§ The problem
Copy word for word everything in the article below on third Moderna shots for transplant recipients, from "Solid organ transplant" down to "individuals from covid-19.".

§ Supplied passage
########
Third Moderna Shot Boosts Transplant Recipients’ Immune Response, Canadian Trial Finds

Third Moderna Shot Boosts Transplant Recipients’ Immune Response, Canadian Trial Finds
Vials of the Moderna covid-19 vaccine. (Image: Michael Sohn, AP)

A randomised clinical trial in Canada has found that three doses of the Moderna vaccine are effective at boosting organ transplant recipients’ immune response to the coronavirus, suggesting they would be better protected from illness and infection. The finding could result in the expedited approval of third jabs for this vulnerable population.

Solid organ transplant recipients on immune-suppressing medications are often excluded from clinical trials of vaccines, but as the CDC’s Anthony Fauci told CNN’s State of the Union last month, a third jab would likely go a long way toward protecting immunocompromised individuals from covid-19.

The challenge is to make sure that vaccines are both safe and effective for transplant patients with compromised immune systems. To that end, the Canadian government, through its COVID-19 Immunity Task Force and Vaccine Surveillance Reference Group, launched PREVenT COVID (Prospective Evaluation of COVID-19 Vaccine in Transplant Recipients: A National Strategy). The $US2.27 ($3) million USD research program is being conducted at the University Health Network, a research hospital affiliated with the University of Toronto.

This group has been keeping a close eye on transplant patients to see how they respond to covid-19 vaccines, which, to this point, hasn’t been great. Hence the hope in a third jab.

The team knew from previous studies that “two doses were not enough to produce a good immune response against COVID-19 in transplant patients,” Deepali Kumar, a transplant disease physician in the UHN Transplant Centre and a senior co-author of the new study, explained in a statement.

A third dose seemed like the logical answer, but concerns existed that repeated vaccinations might increase chances of organ rejection. Accordingly, the purpose of the newly completed project was to evaluate the response of transplant recipients — who are on immune-suppressing medications to prevent organ rejection — to a third vaccine dose.

For this randomised double-blind study, the team studied 120 transplant patients from May 25 to June 3 of this year. The median age of the patients was 66.6 years, none had previously contracted covid-19, and all had previously received two doses of the Moderna vaccine (mRNA-1273 vaccine). The findings of this research are published today in the New England Journal of Medicine.

The group was split in two: Half received a third Moderna shot two months after receiving their second shot, and the other half received a saline placebo. Patients in the three-dose Moderna group exhibited mild side effects and, importantly, no severe health outcomes.
########
§ Data for review
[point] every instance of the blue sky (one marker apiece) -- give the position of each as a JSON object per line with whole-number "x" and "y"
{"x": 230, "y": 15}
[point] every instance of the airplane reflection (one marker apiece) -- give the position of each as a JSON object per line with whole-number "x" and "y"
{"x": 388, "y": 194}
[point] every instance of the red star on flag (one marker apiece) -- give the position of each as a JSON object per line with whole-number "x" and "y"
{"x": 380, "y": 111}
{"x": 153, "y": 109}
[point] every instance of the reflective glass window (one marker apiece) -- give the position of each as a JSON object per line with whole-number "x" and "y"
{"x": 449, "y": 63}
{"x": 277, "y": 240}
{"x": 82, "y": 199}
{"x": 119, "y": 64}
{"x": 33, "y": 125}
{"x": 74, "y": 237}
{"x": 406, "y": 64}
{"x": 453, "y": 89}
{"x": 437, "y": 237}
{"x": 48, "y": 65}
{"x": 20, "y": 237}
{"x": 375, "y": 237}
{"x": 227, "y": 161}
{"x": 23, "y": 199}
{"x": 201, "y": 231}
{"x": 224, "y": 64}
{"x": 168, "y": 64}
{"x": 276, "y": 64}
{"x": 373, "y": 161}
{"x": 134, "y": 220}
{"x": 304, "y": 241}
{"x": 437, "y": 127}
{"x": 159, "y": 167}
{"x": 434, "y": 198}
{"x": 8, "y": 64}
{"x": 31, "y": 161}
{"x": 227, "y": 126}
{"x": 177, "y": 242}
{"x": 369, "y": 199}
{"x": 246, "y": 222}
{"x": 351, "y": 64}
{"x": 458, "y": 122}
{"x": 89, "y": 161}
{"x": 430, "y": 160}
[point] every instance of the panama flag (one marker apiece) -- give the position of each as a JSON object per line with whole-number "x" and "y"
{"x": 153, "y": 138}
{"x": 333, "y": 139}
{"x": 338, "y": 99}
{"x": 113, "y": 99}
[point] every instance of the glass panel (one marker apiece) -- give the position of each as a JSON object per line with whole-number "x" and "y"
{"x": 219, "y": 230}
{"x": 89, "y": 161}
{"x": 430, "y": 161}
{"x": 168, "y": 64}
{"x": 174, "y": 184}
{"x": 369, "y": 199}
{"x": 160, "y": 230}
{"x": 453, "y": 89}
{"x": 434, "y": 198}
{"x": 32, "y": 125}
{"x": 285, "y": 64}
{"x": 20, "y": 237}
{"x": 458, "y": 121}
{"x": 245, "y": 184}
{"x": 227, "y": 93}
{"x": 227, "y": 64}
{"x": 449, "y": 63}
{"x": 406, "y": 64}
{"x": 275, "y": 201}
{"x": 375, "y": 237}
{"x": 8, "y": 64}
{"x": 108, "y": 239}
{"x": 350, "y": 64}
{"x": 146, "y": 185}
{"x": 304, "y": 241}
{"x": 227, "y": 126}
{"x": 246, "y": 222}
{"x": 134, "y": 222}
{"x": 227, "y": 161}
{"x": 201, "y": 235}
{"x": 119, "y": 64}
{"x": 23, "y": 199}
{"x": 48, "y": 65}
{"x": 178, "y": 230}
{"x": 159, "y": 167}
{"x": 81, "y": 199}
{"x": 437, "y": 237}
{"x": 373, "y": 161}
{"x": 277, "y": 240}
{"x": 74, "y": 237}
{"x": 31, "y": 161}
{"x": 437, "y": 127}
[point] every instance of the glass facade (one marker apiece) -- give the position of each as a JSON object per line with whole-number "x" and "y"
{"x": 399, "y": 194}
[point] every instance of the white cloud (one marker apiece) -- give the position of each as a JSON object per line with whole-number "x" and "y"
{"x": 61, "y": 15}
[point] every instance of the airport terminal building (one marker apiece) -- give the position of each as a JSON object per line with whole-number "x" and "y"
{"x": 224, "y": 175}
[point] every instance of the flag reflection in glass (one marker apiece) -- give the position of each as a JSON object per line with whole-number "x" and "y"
########
§ Response area
Solid organ transplant recipients on immune-suppressing medications are often excluded from clinical trials of vaccines, but as the CDC’s Anthony Fauci told CNN’s State of the Union last month, a third jab would likely go a long way toward protecting immunocompromised individuals from covid-19.